» EXERCISE OBJECTIVE
Extend the passage on HIV and STD rates among Native Hawaiians and Other Pacific Islanders, picking up after its last sentence.

BEGIN PAGE EXTRACT

Hawaiian mother with two children

HIV

In 2018, adult and adolescent Native Hawaiians and Other Pacific Islanders rates of HIV diagnoses per 100,000 population in the United States for both males (25.3) and females (2.1) exceeded their White counterparts (males 9.6, females 1.7).

Sexually Transmitted Diseases (STD)

Chlamydia

In 2018, the rate of reported chlamydia cases among NHOPI was 700.8 cases per 100,000 population. The overall rate of reported chlamydia cases among NHOPI was 3.3 times the rate among Whites and 5.3 times the rate among Asians.

Pacific Islander child

Gonorrhea

In 2018, the rate of reported gonorrhea cases among NHOPI (181.4 cases per 100,000 population) was 2.6 times the rate among Whites. This disparity was similar for NHOPI females (2.6 times the rate among White females) and NHOPI males (2.5 times the rate among White males). The disparity in gonorrhea rates for NHOPI in 2018 was higher in the Midwest than in the West, Northeast, and South.

END PAGE EXTRACT
BEGIN AVAILABLE DATA

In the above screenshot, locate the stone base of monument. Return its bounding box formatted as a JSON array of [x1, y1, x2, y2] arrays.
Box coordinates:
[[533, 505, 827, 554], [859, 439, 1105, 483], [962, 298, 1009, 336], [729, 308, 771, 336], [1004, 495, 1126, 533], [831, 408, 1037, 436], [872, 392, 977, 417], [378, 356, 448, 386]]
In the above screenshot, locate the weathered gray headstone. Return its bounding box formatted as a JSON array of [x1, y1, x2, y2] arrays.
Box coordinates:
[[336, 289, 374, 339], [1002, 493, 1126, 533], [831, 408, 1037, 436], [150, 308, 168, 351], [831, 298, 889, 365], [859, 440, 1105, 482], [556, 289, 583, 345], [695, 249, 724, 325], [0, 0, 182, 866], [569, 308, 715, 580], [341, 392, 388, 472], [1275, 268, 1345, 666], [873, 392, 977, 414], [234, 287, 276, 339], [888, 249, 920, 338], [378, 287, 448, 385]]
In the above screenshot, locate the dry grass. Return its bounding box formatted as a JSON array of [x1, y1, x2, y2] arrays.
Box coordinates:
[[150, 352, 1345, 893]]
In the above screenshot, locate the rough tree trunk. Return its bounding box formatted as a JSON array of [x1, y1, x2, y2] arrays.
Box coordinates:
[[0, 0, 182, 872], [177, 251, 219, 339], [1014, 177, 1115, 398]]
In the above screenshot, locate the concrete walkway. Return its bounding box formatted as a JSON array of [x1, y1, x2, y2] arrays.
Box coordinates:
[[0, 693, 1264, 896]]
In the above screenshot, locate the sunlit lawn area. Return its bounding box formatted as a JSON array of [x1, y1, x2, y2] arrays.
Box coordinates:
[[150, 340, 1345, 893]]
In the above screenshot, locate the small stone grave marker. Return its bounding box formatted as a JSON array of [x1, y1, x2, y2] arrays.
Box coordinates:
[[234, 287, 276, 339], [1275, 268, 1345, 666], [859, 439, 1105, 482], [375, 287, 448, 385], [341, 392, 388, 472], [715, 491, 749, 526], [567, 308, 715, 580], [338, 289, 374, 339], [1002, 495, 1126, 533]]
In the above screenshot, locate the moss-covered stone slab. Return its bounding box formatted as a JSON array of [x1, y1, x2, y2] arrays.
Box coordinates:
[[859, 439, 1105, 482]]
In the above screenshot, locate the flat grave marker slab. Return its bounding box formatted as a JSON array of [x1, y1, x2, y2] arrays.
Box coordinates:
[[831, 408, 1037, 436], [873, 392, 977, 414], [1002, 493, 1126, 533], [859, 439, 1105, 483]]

END AVAILABLE DATA

» REPLY TO THE TASK
Primary and Secondary Syphilis

In 2018, the rate of reported P&S syphilis cases among NHOPI was 2.7 times the rate among Whites (16.3 versus 6.0 cases per 100,000 population, respectively). This disparity was greater for NHOPI males (2.8 times the rate among White males) than NHOPI females (1.9 times the rate among White females).

Tuberculosis (TB)

In 2018, 87% of all reported TB cases occurred in racial and ethnic minorities. TB disease was reported in 117 Native Hawaiians and Other Pacific Islanders in the United States, accounting for 1.3% of all people reported with TB nationally. The rate of TB disease in Native Hawaiians and Other Pacific Islanders is 20 cases per 100,000 population, which is 40 times higher than the rate of TB disease in non-Hispanic whites (0.5 cases per 100,000 population). Overall, 9,025 TB cases were reported to CDC from the 50 states and the District of Columbia in 2018.